## Problema da risolvere
Secondo il brano sul mercato immobiliare americano, in quale anno scoppiò la bolla immobiliare?

Immobiliare USA: tra vecchie bolle e nuove sfide
Raramente l’accesso alla proprietà immobiliare è stato così difficile per le famiglie americane. Gli indici che ne misurano l’accessibilità, ancorché imperfetti poiché mascherano le differenze tra regioni, fasce d’età e livelli di reddito, hanno raggiunto – di recente – livelli peggiori di quelli della metà degli anni 2000, all’apice della bolla immobiliare. Il confronto può sembrare allarmante anche se le due situazioni non sono paragonabili. Nella prima metà degli anni 2000, la diffusione accelerata dei mutui subprime consentiva di accedere alla proprietà a molte categorie di famiglie che ne erano state escluse in precedenza per via, soprattutto, di un livello di redditi insufficiente. Ne era logicamente conseguito un rapido aumento della domanda, che a sua volta aveva comportato un forte aumento dei prezzi culminato nella formazione di una bolla. Questa bolla finì poi per scoppiare nel 2007, quando si moltiplicarono le famiglie che non riuscivano a rimborsare i prestiti, in un contesto di rallentamento economico e di aumento della disoccupazione.

## Voci fornite
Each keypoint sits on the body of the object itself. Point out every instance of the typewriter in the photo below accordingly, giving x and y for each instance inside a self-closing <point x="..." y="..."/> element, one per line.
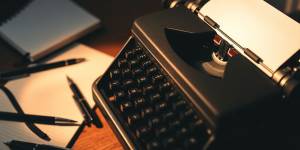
<point x="206" y="75"/>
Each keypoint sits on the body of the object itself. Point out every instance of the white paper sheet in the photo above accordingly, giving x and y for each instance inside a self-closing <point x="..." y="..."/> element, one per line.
<point x="256" y="25"/>
<point x="48" y="93"/>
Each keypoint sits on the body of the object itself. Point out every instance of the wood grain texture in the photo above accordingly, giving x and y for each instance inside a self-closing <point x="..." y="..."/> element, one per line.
<point x="97" y="139"/>
<point x="117" y="17"/>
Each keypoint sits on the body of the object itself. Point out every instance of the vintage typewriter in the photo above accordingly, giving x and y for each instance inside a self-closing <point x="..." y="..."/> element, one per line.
<point x="219" y="74"/>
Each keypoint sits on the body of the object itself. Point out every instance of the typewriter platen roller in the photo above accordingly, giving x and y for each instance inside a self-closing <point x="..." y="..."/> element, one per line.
<point x="179" y="84"/>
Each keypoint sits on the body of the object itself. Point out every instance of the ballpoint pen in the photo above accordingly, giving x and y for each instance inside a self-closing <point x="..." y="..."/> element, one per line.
<point x="21" y="145"/>
<point x="49" y="120"/>
<point x="90" y="117"/>
<point x="25" y="71"/>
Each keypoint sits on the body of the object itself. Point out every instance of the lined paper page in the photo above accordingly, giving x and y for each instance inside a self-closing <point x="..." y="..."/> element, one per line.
<point x="48" y="93"/>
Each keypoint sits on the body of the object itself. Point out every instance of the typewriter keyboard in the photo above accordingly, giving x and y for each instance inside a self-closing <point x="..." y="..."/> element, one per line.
<point x="149" y="105"/>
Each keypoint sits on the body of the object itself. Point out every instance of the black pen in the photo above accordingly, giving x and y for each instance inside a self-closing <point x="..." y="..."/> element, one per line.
<point x="21" y="145"/>
<point x="49" y="120"/>
<point x="25" y="71"/>
<point x="87" y="112"/>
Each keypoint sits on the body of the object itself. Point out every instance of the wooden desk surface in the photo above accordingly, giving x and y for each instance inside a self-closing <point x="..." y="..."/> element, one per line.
<point x="117" y="17"/>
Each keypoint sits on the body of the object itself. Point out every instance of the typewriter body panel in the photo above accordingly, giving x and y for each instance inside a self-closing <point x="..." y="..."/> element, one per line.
<point x="242" y="107"/>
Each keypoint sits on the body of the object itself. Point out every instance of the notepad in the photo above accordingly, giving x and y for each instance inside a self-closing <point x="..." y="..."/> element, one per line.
<point x="48" y="93"/>
<point x="44" y="26"/>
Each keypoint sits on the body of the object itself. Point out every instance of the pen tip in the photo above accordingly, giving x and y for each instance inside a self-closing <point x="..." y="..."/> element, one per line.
<point x="79" y="60"/>
<point x="68" y="78"/>
<point x="7" y="143"/>
<point x="65" y="120"/>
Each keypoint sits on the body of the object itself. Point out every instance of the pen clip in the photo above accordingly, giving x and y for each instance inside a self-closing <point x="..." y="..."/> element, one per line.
<point x="85" y="120"/>
<point x="5" y="79"/>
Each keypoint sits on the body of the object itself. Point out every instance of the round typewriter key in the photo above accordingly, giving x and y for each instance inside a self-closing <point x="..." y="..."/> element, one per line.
<point x="142" y="57"/>
<point x="148" y="89"/>
<point x="126" y="73"/>
<point x="142" y="81"/>
<point x="130" y="54"/>
<point x="133" y="64"/>
<point x="115" y="74"/>
<point x="122" y="63"/>
<point x="133" y="93"/>
<point x="161" y="106"/>
<point x="139" y="102"/>
<point x="154" y="122"/>
<point x="138" y="50"/>
<point x="114" y="85"/>
<point x="179" y="105"/>
<point x="126" y="107"/>
<point x="199" y="128"/>
<point x="168" y="116"/>
<point x="157" y="78"/>
<point x="171" y="96"/>
<point x="147" y="112"/>
<point x="165" y="86"/>
<point x="162" y="131"/>
<point x="137" y="72"/>
<point x="143" y="133"/>
<point x="129" y="83"/>
<point x="151" y="70"/>
<point x="154" y="98"/>
<point x="146" y="64"/>
<point x="133" y="119"/>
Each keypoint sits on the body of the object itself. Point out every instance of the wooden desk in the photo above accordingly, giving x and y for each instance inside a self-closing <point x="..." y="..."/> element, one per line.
<point x="117" y="17"/>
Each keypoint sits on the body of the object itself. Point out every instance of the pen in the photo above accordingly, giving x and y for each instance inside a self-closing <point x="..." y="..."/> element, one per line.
<point x="87" y="112"/>
<point x="21" y="145"/>
<point x="8" y="116"/>
<point x="21" y="72"/>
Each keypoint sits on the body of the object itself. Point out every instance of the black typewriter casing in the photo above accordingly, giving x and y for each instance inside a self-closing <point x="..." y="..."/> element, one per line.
<point x="243" y="110"/>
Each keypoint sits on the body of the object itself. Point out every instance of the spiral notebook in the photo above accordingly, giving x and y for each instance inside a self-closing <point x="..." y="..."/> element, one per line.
<point x="43" y="26"/>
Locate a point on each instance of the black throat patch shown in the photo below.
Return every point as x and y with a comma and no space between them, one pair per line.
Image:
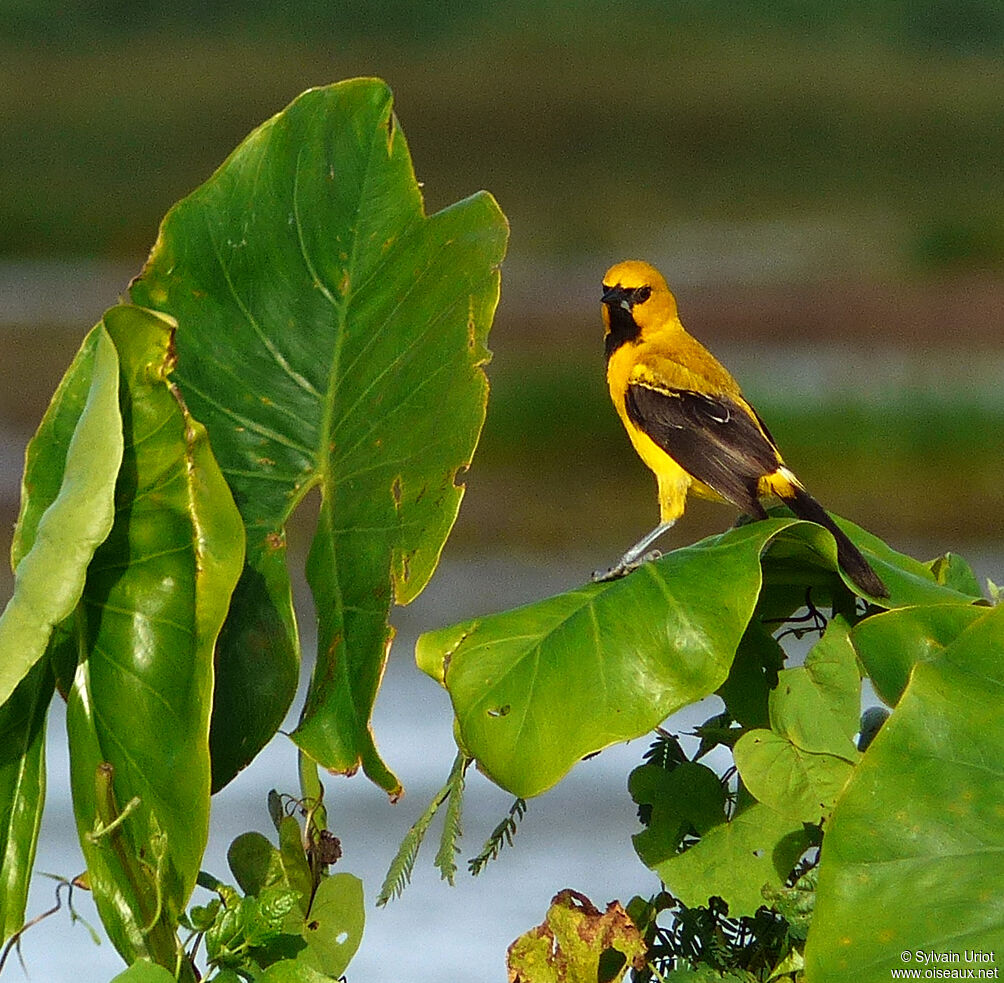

## Risposta
Nel 2007.